**Exercise details**:
Reproduce word for word the part of the article about the Osbournes' paranormal series that runs from "That means loads" up to and including "ghostly unexplained encounters.".

That’s the setup for The Osbournes Want To Believe, a new reality series that puts Jack in the enviable position of hanging out with his parents as they check out creepy scenes where optimal opportunity abounds to catch the Other Side in the act. Dead set on turning Ozzy and Sharon into “full-fledged paranormal believers,” the series will “share the craziest, most jaw-dropping videos of supernatural activity ever caught on camera” as Jack makes his case for the defense that, yes, these things are real.
That means loads of videos of everything from UFOs to poltergeists to possessed talking dolls, with the Osbournes getting into good natured squabbles about the authenticity of it all. Each hour-long episode will feature Ozzy and Sharon patiently wading through Jack’s curated stack of creepy clips, whether it’s legendary species like Bigfoot or ghostly unexplained encounters.
Jack’s paranormal judgment is as much on trial as the mysterious phenomena are: Mom and Dad "will review — and critique — each caught-on-camera moment, a compilation of Jack’s favorite pieces of evidence," the network teases. "But the question still remains if the Prince and Princess of Darkness will see the light when it comes to the paranormal, or if they think it’s just another ride on the crazy train."

[Items drawn from a dataset]
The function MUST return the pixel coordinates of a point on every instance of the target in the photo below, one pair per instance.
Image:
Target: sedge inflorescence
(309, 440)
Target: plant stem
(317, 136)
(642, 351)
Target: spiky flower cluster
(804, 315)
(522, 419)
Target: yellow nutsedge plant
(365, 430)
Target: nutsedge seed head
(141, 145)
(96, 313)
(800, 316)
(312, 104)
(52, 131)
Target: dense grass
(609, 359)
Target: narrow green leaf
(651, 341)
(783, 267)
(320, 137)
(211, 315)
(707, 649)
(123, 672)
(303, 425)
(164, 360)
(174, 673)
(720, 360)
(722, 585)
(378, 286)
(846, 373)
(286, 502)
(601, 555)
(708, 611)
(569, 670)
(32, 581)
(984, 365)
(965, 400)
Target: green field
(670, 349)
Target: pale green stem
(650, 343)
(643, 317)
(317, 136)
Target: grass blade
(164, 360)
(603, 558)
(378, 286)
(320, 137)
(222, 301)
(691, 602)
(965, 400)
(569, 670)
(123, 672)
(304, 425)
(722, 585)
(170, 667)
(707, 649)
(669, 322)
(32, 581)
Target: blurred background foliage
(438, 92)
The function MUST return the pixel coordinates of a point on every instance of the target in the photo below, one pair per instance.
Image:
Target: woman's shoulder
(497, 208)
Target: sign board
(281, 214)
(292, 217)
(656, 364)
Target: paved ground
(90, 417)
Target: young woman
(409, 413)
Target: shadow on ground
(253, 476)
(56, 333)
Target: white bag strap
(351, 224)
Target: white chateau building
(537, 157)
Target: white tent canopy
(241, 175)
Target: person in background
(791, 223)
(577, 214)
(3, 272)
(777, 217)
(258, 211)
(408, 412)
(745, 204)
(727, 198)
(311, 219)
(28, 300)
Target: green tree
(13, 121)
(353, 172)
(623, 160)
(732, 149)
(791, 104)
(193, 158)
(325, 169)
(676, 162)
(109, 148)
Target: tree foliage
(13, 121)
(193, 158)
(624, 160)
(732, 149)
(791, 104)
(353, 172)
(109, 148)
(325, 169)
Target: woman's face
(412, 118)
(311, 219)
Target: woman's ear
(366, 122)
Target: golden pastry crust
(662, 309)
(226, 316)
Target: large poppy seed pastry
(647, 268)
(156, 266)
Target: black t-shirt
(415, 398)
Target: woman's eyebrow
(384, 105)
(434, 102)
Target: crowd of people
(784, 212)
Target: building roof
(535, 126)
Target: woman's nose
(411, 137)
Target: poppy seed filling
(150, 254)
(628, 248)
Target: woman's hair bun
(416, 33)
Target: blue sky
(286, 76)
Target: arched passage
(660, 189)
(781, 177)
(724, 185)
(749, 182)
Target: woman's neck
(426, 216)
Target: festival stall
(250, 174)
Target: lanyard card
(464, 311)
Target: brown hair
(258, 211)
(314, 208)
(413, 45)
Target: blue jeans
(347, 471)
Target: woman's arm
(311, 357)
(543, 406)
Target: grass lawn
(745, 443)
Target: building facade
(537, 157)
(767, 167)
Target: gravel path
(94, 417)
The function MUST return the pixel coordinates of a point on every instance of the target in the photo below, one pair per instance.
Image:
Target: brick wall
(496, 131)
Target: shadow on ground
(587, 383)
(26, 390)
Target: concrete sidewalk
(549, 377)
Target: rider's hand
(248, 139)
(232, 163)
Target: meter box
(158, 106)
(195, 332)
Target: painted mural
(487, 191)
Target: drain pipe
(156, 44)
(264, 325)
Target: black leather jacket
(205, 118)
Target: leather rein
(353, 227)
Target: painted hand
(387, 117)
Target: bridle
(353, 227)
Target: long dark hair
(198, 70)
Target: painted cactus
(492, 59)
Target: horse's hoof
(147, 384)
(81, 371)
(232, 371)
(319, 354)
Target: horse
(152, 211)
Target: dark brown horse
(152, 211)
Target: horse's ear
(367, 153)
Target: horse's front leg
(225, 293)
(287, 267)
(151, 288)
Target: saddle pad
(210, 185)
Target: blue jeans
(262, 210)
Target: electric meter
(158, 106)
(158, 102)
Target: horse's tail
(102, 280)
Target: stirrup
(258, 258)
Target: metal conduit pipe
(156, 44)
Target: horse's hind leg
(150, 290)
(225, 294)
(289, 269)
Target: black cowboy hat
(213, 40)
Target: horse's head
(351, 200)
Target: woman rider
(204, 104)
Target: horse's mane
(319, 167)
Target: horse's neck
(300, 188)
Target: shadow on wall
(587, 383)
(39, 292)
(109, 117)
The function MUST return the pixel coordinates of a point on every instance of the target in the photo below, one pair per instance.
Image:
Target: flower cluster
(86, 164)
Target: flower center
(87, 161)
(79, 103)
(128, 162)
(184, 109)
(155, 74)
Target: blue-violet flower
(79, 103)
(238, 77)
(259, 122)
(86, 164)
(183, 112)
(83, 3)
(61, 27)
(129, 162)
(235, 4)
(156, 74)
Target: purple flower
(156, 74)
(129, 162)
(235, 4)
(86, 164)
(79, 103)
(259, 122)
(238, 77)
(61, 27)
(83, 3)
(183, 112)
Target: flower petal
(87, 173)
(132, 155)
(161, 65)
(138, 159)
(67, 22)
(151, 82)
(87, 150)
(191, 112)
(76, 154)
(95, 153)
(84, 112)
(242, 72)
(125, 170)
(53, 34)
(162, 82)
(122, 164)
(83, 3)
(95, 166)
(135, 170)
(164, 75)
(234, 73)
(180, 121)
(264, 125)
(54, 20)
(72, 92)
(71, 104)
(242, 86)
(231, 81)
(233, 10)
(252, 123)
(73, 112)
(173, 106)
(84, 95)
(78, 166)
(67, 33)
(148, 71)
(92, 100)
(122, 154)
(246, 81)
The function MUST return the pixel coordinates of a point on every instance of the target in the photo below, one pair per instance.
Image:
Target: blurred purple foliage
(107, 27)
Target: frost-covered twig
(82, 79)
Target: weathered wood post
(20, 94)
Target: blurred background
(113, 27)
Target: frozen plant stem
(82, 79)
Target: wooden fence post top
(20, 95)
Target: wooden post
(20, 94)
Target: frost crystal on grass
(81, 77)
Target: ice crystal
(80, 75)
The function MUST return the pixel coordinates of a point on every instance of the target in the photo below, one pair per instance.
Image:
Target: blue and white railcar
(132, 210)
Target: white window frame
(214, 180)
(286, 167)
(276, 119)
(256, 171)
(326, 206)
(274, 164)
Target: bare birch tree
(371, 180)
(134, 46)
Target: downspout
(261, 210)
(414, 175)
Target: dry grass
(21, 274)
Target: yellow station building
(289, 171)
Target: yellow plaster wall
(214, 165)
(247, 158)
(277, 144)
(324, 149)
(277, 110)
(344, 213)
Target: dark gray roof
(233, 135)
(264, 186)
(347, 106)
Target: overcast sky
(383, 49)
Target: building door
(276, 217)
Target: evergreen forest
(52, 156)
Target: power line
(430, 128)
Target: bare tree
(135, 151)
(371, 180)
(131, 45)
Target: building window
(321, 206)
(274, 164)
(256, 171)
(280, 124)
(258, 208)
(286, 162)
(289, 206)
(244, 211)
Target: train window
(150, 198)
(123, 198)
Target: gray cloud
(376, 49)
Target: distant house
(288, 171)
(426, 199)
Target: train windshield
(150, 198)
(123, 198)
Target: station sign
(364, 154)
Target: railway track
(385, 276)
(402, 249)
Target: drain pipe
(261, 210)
--
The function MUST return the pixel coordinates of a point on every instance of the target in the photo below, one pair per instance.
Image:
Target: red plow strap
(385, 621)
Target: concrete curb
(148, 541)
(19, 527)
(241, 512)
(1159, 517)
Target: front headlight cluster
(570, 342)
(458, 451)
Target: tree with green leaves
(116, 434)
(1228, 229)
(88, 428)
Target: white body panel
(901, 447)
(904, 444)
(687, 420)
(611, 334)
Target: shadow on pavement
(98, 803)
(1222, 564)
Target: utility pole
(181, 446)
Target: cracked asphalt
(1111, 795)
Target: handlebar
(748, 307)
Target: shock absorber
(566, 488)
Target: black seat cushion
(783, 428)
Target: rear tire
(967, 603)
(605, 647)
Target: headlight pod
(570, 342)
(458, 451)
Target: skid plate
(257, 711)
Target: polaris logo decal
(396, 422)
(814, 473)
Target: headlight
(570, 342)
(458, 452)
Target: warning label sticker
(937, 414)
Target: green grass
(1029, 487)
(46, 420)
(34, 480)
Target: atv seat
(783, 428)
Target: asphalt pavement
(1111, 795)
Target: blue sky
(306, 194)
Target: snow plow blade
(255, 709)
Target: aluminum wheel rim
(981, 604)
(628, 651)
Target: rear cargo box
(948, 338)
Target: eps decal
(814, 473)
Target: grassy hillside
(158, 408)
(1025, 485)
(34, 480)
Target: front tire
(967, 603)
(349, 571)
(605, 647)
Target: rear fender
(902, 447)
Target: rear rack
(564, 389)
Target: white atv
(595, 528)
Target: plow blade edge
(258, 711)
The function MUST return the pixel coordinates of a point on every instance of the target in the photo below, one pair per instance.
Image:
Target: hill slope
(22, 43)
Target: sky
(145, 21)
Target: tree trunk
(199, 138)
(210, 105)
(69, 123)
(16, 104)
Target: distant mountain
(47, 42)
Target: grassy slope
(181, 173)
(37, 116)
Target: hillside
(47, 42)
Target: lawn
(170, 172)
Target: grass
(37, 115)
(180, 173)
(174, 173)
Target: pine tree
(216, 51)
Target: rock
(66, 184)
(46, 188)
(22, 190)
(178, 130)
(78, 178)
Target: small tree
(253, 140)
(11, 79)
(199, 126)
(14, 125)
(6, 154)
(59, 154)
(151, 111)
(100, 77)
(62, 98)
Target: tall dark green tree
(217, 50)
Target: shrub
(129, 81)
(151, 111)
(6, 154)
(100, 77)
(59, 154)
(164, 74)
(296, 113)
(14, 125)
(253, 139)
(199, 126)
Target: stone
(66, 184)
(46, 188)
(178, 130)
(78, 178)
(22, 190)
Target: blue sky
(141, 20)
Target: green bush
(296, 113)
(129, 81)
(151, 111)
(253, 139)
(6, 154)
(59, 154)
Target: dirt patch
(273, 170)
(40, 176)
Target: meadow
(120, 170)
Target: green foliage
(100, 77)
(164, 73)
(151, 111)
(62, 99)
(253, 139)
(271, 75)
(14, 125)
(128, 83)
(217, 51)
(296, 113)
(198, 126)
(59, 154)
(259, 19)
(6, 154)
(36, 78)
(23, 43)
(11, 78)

**Your solution**:
That means loads of videos of everything from UFOs to poltergeists to possessed talking dolls, with the Osbournes getting into good natured squabbles about the authenticity of it all. Each hour-long episode will feature Ozzy and Sharon patiently wading through Jack’s curated stack of creepy clips, whether it’s legendary species like Bigfoot or ghostly unexplained encounters.